:: GIVEN EXERCISE ::
Please update all of the entries below, replacing "photo" with "image" and leaving everything else unchanged. Leave the pictures out of your answer.
******************************
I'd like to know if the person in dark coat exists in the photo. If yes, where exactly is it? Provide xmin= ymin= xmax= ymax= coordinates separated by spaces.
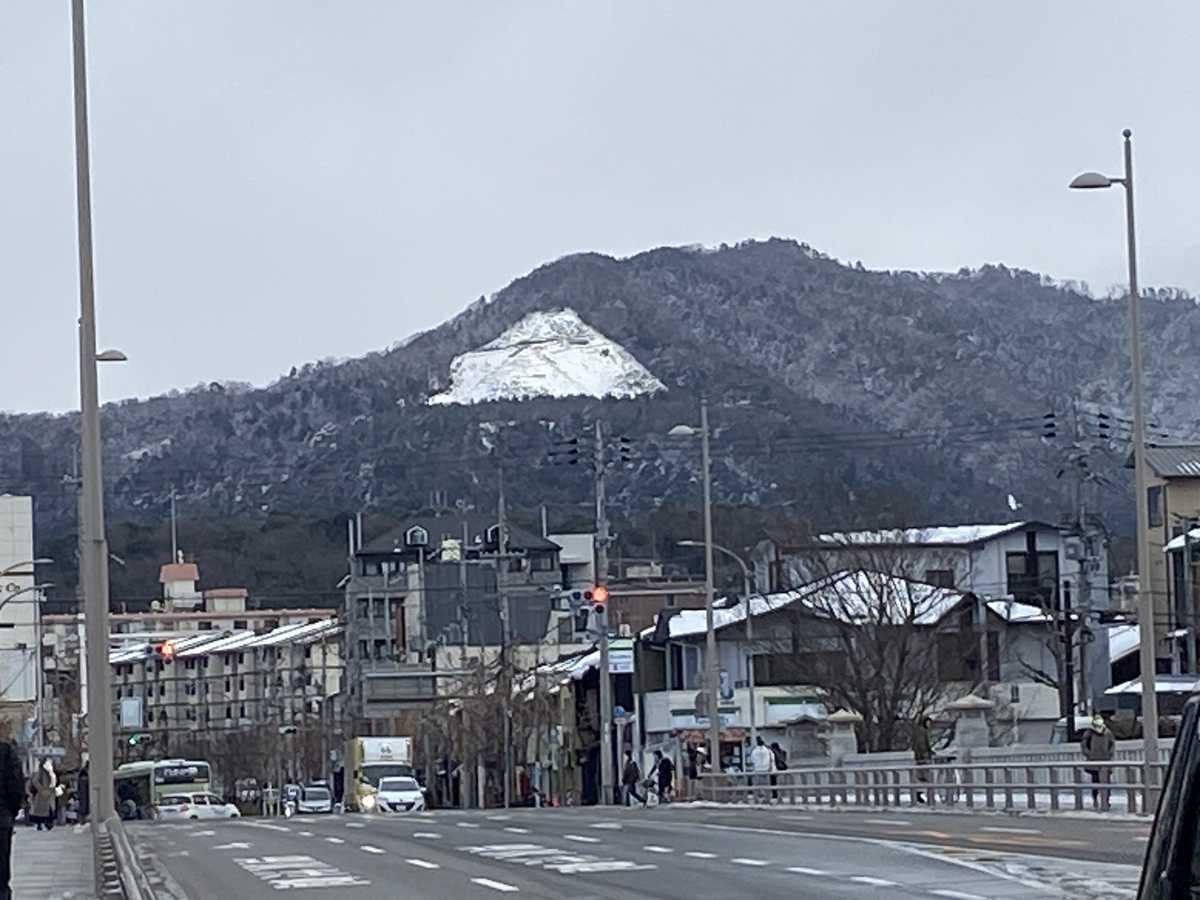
xmin=0 ymin=740 xmax=25 ymax=900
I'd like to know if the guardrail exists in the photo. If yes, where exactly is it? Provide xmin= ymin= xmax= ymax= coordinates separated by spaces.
xmin=92 ymin=816 xmax=155 ymax=900
xmin=700 ymin=761 xmax=1168 ymax=815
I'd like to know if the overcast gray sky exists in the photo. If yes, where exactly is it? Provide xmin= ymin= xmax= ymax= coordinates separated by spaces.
xmin=0 ymin=0 xmax=1200 ymax=410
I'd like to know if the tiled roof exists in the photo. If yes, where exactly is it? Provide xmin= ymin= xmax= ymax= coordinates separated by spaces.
xmin=158 ymin=563 xmax=200 ymax=584
xmin=1146 ymin=444 xmax=1200 ymax=478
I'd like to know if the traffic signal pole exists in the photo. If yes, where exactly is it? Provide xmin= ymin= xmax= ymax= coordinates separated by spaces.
xmin=594 ymin=421 xmax=614 ymax=805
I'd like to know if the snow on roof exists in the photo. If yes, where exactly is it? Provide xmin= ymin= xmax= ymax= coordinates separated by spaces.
xmin=1109 ymin=625 xmax=1141 ymax=662
xmin=817 ymin=522 xmax=1038 ymax=545
xmin=988 ymin=599 xmax=1054 ymax=624
xmin=642 ymin=570 xmax=966 ymax=637
xmin=1104 ymin=674 xmax=1200 ymax=694
xmin=1163 ymin=528 xmax=1200 ymax=553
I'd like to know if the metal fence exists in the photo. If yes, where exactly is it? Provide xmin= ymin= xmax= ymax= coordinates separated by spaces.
xmin=700 ymin=761 xmax=1168 ymax=814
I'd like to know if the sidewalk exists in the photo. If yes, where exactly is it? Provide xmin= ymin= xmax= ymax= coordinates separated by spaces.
xmin=12 ymin=824 xmax=95 ymax=900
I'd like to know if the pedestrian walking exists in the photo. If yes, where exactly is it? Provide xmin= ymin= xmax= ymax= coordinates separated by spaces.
xmin=650 ymin=750 xmax=674 ymax=803
xmin=0 ymin=740 xmax=25 ymax=900
xmin=620 ymin=750 xmax=646 ymax=806
xmin=1079 ymin=713 xmax=1117 ymax=811
xmin=29 ymin=760 xmax=59 ymax=832
xmin=750 ymin=738 xmax=775 ymax=802
xmin=770 ymin=740 xmax=787 ymax=800
xmin=912 ymin=715 xmax=934 ymax=803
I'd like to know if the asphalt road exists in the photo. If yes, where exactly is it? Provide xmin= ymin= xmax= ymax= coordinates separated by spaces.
xmin=131 ymin=808 xmax=1146 ymax=900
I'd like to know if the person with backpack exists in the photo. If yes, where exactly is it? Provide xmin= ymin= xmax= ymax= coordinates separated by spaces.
xmin=620 ymin=750 xmax=646 ymax=806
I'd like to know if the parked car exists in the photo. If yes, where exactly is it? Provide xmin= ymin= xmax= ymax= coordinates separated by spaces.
xmin=295 ymin=785 xmax=334 ymax=812
xmin=154 ymin=793 xmax=241 ymax=822
xmin=376 ymin=775 xmax=425 ymax=812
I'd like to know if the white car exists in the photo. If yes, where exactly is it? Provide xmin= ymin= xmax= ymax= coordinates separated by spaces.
xmin=376 ymin=775 xmax=425 ymax=812
xmin=295 ymin=785 xmax=334 ymax=814
xmin=155 ymin=793 xmax=241 ymax=822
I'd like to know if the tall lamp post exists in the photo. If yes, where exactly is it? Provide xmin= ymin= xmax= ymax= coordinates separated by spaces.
xmin=1070 ymin=128 xmax=1158 ymax=810
xmin=678 ymin=541 xmax=758 ymax=745
xmin=71 ymin=0 xmax=125 ymax=822
xmin=668 ymin=397 xmax=721 ymax=774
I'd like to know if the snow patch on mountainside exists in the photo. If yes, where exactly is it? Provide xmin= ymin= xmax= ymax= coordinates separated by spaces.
xmin=428 ymin=308 xmax=666 ymax=404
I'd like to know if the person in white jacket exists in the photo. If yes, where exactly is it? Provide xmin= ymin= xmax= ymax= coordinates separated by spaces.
xmin=750 ymin=738 xmax=775 ymax=803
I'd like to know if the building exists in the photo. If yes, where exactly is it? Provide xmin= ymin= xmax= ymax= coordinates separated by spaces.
xmin=1129 ymin=444 xmax=1200 ymax=672
xmin=342 ymin=514 xmax=584 ymax=728
xmin=751 ymin=521 xmax=1115 ymax=703
xmin=41 ymin=562 xmax=342 ymax=773
xmin=635 ymin=572 xmax=1075 ymax=766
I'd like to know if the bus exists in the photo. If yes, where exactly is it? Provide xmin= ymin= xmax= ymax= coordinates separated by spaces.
xmin=113 ymin=760 xmax=212 ymax=818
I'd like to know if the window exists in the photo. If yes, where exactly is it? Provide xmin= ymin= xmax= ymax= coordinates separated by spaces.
xmin=1004 ymin=551 xmax=1058 ymax=607
xmin=1146 ymin=485 xmax=1163 ymax=528
xmin=925 ymin=569 xmax=954 ymax=588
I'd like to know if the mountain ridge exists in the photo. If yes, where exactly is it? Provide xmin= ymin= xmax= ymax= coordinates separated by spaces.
xmin=0 ymin=239 xmax=1200 ymax=607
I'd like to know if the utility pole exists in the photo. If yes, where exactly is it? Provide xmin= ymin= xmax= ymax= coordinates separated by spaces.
xmin=496 ymin=453 xmax=512 ymax=809
xmin=71 ymin=0 xmax=114 ymax=830
xmin=170 ymin=486 xmax=179 ymax=563
xmin=700 ymin=397 xmax=721 ymax=775
xmin=594 ymin=420 xmax=616 ymax=806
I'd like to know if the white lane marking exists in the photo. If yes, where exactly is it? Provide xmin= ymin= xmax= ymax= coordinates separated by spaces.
xmin=470 ymin=878 xmax=521 ymax=894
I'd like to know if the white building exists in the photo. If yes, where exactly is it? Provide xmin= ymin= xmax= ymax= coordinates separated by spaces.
xmin=751 ymin=521 xmax=1111 ymax=702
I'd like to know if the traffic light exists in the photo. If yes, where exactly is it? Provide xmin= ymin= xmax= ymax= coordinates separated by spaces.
xmin=588 ymin=584 xmax=608 ymax=613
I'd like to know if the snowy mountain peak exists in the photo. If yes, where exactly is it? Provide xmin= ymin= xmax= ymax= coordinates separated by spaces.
xmin=428 ymin=308 xmax=666 ymax=404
******************************
:: FULL ANSWER ::
I'd like to know if the person in dark coat exists in the image. If yes, where exactly is it? Provide xmin= ymin= xmax= ymax= coordinates separated by spaces.
xmin=0 ymin=740 xmax=25 ymax=900
I'd like to know if the guardrail exists in the image. If yes, where exactly is it? Provide xmin= ymin= xmax= ymax= coordinates separated by spaces.
xmin=92 ymin=816 xmax=155 ymax=900
xmin=700 ymin=761 xmax=1168 ymax=815
I'd like to know if the overcast gray sky exists in the image. If yes, where exactly is it? Provide xmin= ymin= xmax= ymax= coordinates separated by spaces.
xmin=0 ymin=0 xmax=1200 ymax=410
I'd like to know if the tiled roof exists in the image. If yes, where exactly is it? Provide xmin= ymin= xmax= ymax= coordinates separated by spaces.
xmin=158 ymin=563 xmax=200 ymax=584
xmin=1146 ymin=444 xmax=1200 ymax=478
I'd like to know if the traffic signal pole exists in the image. If yes, where exactly is it? Provide xmin= ymin= xmax= ymax= coordinates separated by spaces.
xmin=594 ymin=421 xmax=614 ymax=805
I'd like to know if the snow on roof exists in the image. If yes, where exactly is it? Provide xmin= ymin= xmax= ymax= coordinates separated by spaces.
xmin=1109 ymin=625 xmax=1141 ymax=662
xmin=817 ymin=522 xmax=1038 ymax=545
xmin=988 ymin=599 xmax=1054 ymax=624
xmin=642 ymin=570 xmax=966 ymax=637
xmin=1104 ymin=674 xmax=1200 ymax=694
xmin=1163 ymin=528 xmax=1200 ymax=553
I'd like to know if the metal fence exists in the image. If yes, where exactly is it? Provide xmin= ymin= xmax= ymax= coordinates separated by spaces.
xmin=700 ymin=761 xmax=1168 ymax=814
I'd like to know if the sidewalk exists in the image. If yes, where exactly is it? Provide xmin= ymin= xmax= ymax= coordinates separated by spaces.
xmin=12 ymin=824 xmax=95 ymax=900
I'd like to know if the pedestrian walking exists in the image. If yes, where exactly is it? Provide xmin= ymin= xmax= ymax= coordinates separated by spaces.
xmin=650 ymin=750 xmax=674 ymax=803
xmin=0 ymin=740 xmax=25 ymax=900
xmin=620 ymin=750 xmax=646 ymax=806
xmin=1079 ymin=713 xmax=1117 ymax=811
xmin=29 ymin=760 xmax=59 ymax=832
xmin=750 ymin=738 xmax=775 ymax=802
xmin=770 ymin=740 xmax=787 ymax=800
xmin=912 ymin=715 xmax=934 ymax=803
I'd like to know if the asphalt road exists in the image. If yes, where exactly is it? Provide xmin= ymin= xmax= ymax= coordinates separated by spaces.
xmin=131 ymin=808 xmax=1146 ymax=900
I'd like to know if the person with backpack exists in the image. If yes, where exactly is it? Provide xmin= ymin= xmax= ymax= coordinates separated by spaces.
xmin=620 ymin=750 xmax=646 ymax=806
I'd like to know if the parked car exists in the image. If yes, where exactly is it? Provide xmin= ymin= xmax= ymax= coordinates separated by spaces.
xmin=295 ymin=785 xmax=334 ymax=812
xmin=154 ymin=793 xmax=241 ymax=822
xmin=376 ymin=775 xmax=425 ymax=812
I'd like to know if the white car exists in the image. If yes, where exactly is it? Provide xmin= ymin= xmax= ymax= coordinates separated by spaces.
xmin=376 ymin=775 xmax=425 ymax=812
xmin=295 ymin=785 xmax=334 ymax=814
xmin=155 ymin=793 xmax=241 ymax=822
I'd like to know if the tall lamp post exists in the image. If yes, where exactly is it? Provide xmin= ymin= xmax= ymax= coordinates separated by spaces.
xmin=1070 ymin=128 xmax=1158 ymax=810
xmin=678 ymin=541 xmax=758 ymax=745
xmin=71 ymin=0 xmax=125 ymax=822
xmin=668 ymin=397 xmax=721 ymax=774
I'd like to know if the snow patch on mountainside exists in the image. If yes, where exactly is it? Provide xmin= ymin= xmax= ymax= coordinates separated by spaces.
xmin=428 ymin=308 xmax=666 ymax=404
I'd like to know if the person in white jacket exists in the image. If yes, where exactly is it? Provide xmin= ymin= xmax= ymax= coordinates separated by spaces.
xmin=750 ymin=738 xmax=775 ymax=803
I'd like to know if the building exists in the image. If yes, where exactly is it? Provide xmin= ymin= xmax= ymax= coordinates separated by spaces.
xmin=1129 ymin=444 xmax=1200 ymax=672
xmin=342 ymin=514 xmax=584 ymax=728
xmin=751 ymin=521 xmax=1115 ymax=703
xmin=41 ymin=562 xmax=342 ymax=773
xmin=635 ymin=572 xmax=1075 ymax=766
I'd like to know if the bus exists in the image. If yes, where exactly is it? Provide xmin= ymin= xmax= ymax= coordinates separated by spaces.
xmin=113 ymin=760 xmax=212 ymax=818
I'd like to know if the window exists in the image. If yes, where exactly is it? Provide xmin= ymin= xmax= ymax= coordinates separated by spaces.
xmin=1004 ymin=551 xmax=1058 ymax=607
xmin=1146 ymin=485 xmax=1163 ymax=528
xmin=925 ymin=569 xmax=954 ymax=588
I'd like to know if the mountain ridge exists in the image. If yes, where exactly is it? Provide xmin= ymin= xmax= ymax= coordinates separated by spaces.
xmin=0 ymin=239 xmax=1200 ymax=607
I'd like to know if the utility pole exists in the image. If yes, where exactly is it? Provide xmin= ymin= xmax= ymax= coordinates separated by spaces.
xmin=496 ymin=453 xmax=512 ymax=809
xmin=71 ymin=0 xmax=114 ymax=830
xmin=170 ymin=486 xmax=179 ymax=563
xmin=700 ymin=397 xmax=721 ymax=775
xmin=594 ymin=420 xmax=616 ymax=806
I'd like to know if the white lane marking exists in the image. If yes, where exactly is it? Provide xmin= ymin= xmax= ymax= coordinates separated by spaces.
xmin=470 ymin=878 xmax=521 ymax=894
I'd like to know if the white building exists in the image. If yes, where exactly is it? Provide xmin= ymin= xmax= ymax= coordinates separated by spaces.
xmin=751 ymin=521 xmax=1111 ymax=702
I'd like to know if the traffic light exists in the image. If yes, where exactly is it? Provide xmin= ymin= xmax= ymax= coordinates separated by spaces.
xmin=588 ymin=584 xmax=608 ymax=613
I'd like to know if the snowy mountain peak exists in the image. If yes, where exactly is it? Provide xmin= ymin= xmax= ymax= coordinates separated by spaces.
xmin=428 ymin=308 xmax=666 ymax=404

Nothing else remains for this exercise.